▶ Texto de lectura:
Por eso, cuando contrasto la hemorragia de declaraciones a favor de una reforma migratoria —artistas, académicos, ex funcionarios— con lo afirmado por Raúl Castro en la pasada sesión de la ANPP, no me queda más remedio que pensar que efectivamente la actualización raulista tiene muchos límites. Y entre ellos pudiera estar éste de la migración.

Siempre me pareció un alarde de estolidez pensar —como nos sugirieron algunos de los voceros académicos en sus giras de ultramar— que en este tema el General/Presidente nos iba a dejar sin aliento por su radicalidad humanista.

Pero siempre creí —y en esto me gasté mi propia cuota de cretinismo— que pudo haber puesto algo en la mesa. Pues en realidad el escenario migratorio cubano es tan abigarrado, opresivo, represivo y miserable, que hay mucho espacio para donde moverse sin tocar teclas sensibles.

Por ejemplo, pudo anunciar la reducción de tarifas, el alargamiento de los permisos de estancias en el extranjero, o la eliminación de algunos documentos medievales como la carta de invitación. Y junto con la liberación de los tres mil presos —bienvenida la medida— haber permitido la reunificación de decenas de familias que siguen separadas por disposiciones de las autoridades migratorias cubanas.

Pero en lugar de cualquier cambio, no importa cuán pequeño fuese, lo que nos regaló Raúl Castro fue la misma verborrea cansada de cincuenta años justificando la represión interna por el diferendo con Estados Unidos.

Por un lado, aclaró, nada puede moverse por ahora, porque cualquier movimiento pone en peligro el “destino de la Revolución y la Patria”. Siempre teniendo en cuenta “las circunstancias excepcionales en que vive Cuba bajo el cerco que entraña la política de injerencias y subversiva del Gobierno de Estados Unidos, a la caza de cualquier oportunidad para conseguir sus conocidos propósitos”.

▶ Extractos de registros:
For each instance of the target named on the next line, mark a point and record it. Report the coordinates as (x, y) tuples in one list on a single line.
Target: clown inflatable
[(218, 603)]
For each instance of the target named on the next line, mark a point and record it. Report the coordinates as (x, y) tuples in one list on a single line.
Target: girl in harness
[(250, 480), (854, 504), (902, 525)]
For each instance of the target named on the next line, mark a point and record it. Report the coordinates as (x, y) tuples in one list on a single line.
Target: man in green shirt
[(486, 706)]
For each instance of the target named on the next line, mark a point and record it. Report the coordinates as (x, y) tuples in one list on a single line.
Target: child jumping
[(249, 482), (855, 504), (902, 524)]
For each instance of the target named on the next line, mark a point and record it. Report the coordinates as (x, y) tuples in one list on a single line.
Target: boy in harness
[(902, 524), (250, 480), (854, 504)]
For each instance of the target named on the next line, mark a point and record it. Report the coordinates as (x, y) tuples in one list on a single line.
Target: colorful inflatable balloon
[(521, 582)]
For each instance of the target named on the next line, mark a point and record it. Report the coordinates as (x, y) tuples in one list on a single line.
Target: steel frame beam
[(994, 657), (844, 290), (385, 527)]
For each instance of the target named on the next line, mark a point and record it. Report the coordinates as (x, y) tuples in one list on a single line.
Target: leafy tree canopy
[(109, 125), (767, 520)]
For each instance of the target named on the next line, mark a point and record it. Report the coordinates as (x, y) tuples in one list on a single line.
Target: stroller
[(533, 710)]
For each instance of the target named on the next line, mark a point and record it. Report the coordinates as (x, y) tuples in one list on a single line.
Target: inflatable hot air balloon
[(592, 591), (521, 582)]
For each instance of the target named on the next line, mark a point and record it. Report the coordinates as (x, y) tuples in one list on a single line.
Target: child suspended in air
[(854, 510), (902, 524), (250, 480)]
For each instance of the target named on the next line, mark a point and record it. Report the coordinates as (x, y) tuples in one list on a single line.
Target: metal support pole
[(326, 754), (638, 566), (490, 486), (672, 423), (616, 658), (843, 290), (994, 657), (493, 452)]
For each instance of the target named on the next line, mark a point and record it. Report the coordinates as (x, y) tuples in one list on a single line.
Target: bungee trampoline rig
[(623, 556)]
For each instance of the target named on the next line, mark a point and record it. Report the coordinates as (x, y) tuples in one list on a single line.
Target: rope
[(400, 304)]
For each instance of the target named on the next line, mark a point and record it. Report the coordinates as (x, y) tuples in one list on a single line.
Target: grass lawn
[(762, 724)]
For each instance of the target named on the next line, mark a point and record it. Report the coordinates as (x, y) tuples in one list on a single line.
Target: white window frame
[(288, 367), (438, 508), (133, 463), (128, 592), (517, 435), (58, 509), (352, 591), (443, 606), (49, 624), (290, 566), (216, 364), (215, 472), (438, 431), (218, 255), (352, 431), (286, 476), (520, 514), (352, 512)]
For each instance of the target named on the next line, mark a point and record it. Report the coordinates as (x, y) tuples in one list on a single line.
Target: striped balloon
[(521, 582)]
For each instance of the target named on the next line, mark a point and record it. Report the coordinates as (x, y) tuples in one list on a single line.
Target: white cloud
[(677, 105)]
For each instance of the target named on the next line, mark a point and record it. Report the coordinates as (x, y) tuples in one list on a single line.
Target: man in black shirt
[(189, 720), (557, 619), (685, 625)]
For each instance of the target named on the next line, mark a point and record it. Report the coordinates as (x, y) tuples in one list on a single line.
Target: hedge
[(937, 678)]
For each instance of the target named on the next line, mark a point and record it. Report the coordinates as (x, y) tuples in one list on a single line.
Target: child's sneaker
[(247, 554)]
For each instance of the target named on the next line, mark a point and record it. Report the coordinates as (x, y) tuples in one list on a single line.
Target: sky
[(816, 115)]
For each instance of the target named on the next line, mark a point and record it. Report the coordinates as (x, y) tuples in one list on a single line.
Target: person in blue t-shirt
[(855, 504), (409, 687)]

▶ Ejercicios para resolver:
1. Duplica sin cambios el pasaje del texto de lectura que comienza con "Por eso, cuando" y continúa hasta "tocar teclas sensibles.".
2. ¿Qué documento menciona el texto de lectura como ejemplo de los documentos medievales que podrían eliminarse?
Las líneas constituyen un material aparte del texto de lectura.

▶ Resultados de ejercicios:
1.
Por eso, cuando contrasto la hemorragia de declaraciones a favor de una reforma migratoria —artistas, académicos, ex funcionarios— con lo afirmado por Raúl Castro en la pasada sesión de la ANPP, no me queda más remedio que pensar que efectivamente la actualización raulista tiene muchos límites. Y entre ellos pudiera estar éste de la migración.

Siempre me pareció un alarde de estolidez pensar —como nos sugirieron algunos de los voceros académicos en sus giras de ultramar— que en este tema el General/Presidente nos iba a dejar sin aliento por su radicalidad humanista.

Pero siempre creí —y en esto me gasté mi propia cuota de cretinismo— que pudo haber puesto algo en la mesa. Pues en realidad el escenario migratorio cubano es tan abigarrado, opresivo, represivo y miserable, que hay mucho espacio para donde moverse sin tocar teclas sensibles.

2. La carta de invitación.